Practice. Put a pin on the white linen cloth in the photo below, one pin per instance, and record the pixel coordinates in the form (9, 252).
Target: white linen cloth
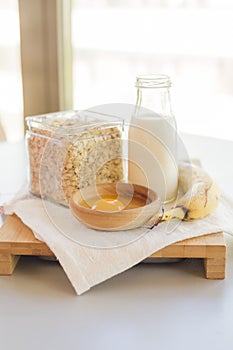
(89, 257)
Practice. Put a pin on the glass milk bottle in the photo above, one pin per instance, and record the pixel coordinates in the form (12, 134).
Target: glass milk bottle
(152, 138)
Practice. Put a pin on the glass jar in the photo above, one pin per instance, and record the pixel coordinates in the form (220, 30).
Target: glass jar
(152, 150)
(71, 150)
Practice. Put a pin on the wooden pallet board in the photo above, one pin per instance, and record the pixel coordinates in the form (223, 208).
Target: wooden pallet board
(16, 239)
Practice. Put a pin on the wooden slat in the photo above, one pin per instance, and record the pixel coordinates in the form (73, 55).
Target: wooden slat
(17, 239)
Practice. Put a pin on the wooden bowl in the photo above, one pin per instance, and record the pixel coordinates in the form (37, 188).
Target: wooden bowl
(140, 204)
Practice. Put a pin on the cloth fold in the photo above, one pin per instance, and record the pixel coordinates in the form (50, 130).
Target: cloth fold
(89, 257)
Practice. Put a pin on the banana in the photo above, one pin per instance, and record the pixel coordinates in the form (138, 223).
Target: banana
(201, 195)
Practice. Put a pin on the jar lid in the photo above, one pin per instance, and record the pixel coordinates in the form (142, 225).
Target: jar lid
(153, 81)
(71, 122)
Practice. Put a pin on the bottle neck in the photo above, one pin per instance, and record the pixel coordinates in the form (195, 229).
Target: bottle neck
(153, 94)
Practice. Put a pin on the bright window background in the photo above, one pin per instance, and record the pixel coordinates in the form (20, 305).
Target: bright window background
(190, 40)
(11, 101)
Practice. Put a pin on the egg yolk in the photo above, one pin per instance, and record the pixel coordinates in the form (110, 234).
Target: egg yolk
(108, 205)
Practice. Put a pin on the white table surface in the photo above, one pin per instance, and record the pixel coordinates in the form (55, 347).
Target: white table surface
(156, 306)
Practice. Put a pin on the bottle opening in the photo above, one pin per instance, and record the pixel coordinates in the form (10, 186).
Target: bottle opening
(153, 81)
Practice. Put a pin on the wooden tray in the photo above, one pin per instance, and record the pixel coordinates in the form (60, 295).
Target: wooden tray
(17, 239)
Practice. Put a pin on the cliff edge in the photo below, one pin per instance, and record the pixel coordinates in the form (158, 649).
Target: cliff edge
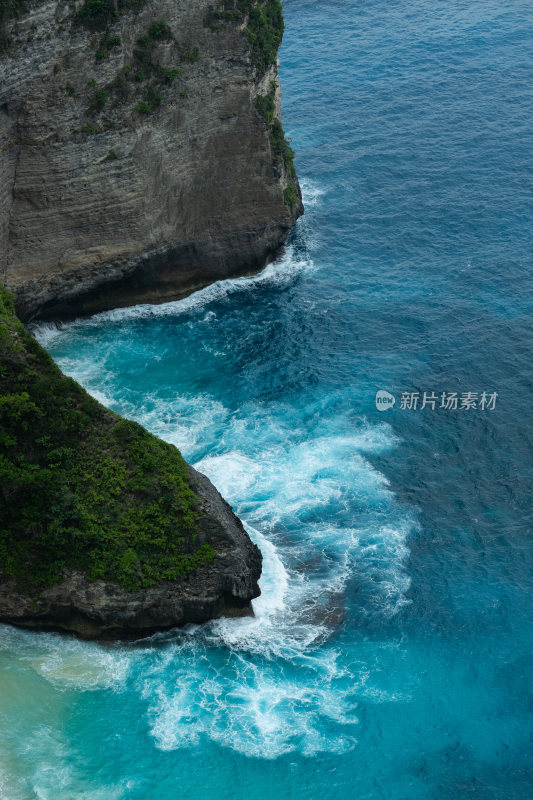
(105, 531)
(141, 149)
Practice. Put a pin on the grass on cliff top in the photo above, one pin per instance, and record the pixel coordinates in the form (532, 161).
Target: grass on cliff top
(79, 486)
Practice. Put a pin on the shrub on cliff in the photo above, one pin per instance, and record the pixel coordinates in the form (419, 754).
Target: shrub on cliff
(79, 486)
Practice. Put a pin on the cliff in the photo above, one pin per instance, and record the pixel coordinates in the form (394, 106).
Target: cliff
(141, 149)
(104, 529)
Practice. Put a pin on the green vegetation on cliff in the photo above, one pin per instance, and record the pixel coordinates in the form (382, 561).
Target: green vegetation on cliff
(282, 152)
(264, 27)
(79, 486)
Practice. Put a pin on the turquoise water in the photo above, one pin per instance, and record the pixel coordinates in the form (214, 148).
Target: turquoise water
(391, 652)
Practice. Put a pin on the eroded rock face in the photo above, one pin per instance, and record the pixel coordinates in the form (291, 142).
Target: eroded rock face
(125, 197)
(104, 610)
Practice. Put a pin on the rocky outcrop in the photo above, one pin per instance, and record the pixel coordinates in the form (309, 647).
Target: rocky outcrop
(105, 531)
(105, 610)
(137, 163)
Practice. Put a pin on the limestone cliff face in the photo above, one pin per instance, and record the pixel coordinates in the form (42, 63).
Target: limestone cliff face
(122, 181)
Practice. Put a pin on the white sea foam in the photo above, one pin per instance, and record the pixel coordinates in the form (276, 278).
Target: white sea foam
(278, 274)
(323, 517)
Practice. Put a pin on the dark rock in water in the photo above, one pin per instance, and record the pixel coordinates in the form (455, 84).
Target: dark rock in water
(105, 610)
(105, 531)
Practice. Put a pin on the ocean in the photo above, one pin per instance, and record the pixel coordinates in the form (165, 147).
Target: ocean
(390, 657)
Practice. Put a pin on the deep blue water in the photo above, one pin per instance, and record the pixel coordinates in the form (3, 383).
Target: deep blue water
(391, 655)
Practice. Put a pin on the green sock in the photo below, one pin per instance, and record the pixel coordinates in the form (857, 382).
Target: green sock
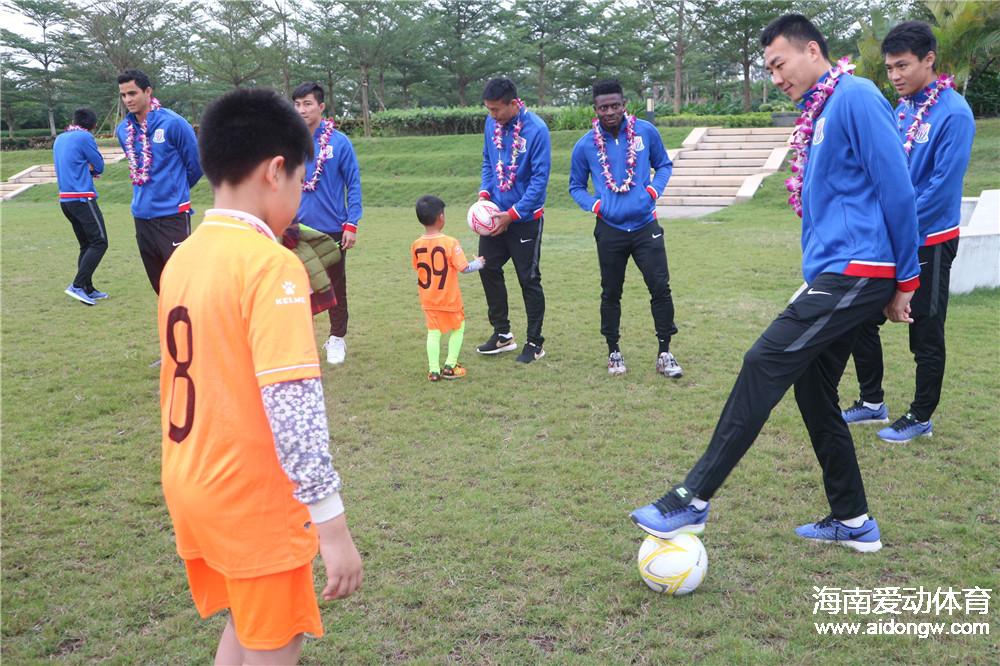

☆ ☆ ☆ ☆ ☆ ☆ ☆

Exercise prompt: Please pull out every line in the entries above that contains the string "table". Treat uppercase and lowercase as different.

Correct answer:
Practice. Put a pin on the white table surface in the photo above, one pin per instance, and record the pixel coordinates in the form (55, 347).
Target: white table surface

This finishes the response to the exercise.